Rows from a pointing dataset
------------------------------------------------------------------------

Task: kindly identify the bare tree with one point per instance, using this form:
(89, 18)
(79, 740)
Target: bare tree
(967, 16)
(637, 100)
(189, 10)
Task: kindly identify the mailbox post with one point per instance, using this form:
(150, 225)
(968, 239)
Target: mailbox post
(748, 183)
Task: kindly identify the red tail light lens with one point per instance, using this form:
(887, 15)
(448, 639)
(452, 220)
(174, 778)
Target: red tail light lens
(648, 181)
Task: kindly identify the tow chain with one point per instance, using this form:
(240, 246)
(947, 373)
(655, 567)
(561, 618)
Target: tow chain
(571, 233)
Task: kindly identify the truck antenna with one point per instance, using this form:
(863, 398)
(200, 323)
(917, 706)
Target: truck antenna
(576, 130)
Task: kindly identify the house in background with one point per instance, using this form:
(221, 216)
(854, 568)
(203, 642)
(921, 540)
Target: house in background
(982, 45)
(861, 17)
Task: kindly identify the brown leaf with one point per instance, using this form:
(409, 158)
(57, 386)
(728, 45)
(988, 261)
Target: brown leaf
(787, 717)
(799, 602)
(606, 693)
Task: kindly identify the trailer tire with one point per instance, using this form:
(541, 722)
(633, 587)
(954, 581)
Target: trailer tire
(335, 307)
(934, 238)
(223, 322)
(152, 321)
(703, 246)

------------------------------------------------------------------------

#### Set task
Exactly reproduce the lines that run from the line with "Task: kindly identify the house" through the last line of the records, inclusive.

#### Response for this exercise
Task: kindly identify the house in background with one point per instance, using this form:
(221, 216)
(854, 568)
(203, 642)
(921, 540)
Target: house in background
(982, 45)
(861, 17)
Task: kindly identify the brown leaf with one point per instance, using this form:
(409, 158)
(57, 386)
(728, 45)
(988, 261)
Target: brown leaf
(787, 717)
(799, 602)
(606, 693)
Task: kindly identify the trailer tire with one point per instance, using this form:
(541, 722)
(633, 587)
(954, 581)
Target: trailer tire
(335, 307)
(934, 238)
(223, 322)
(152, 321)
(703, 246)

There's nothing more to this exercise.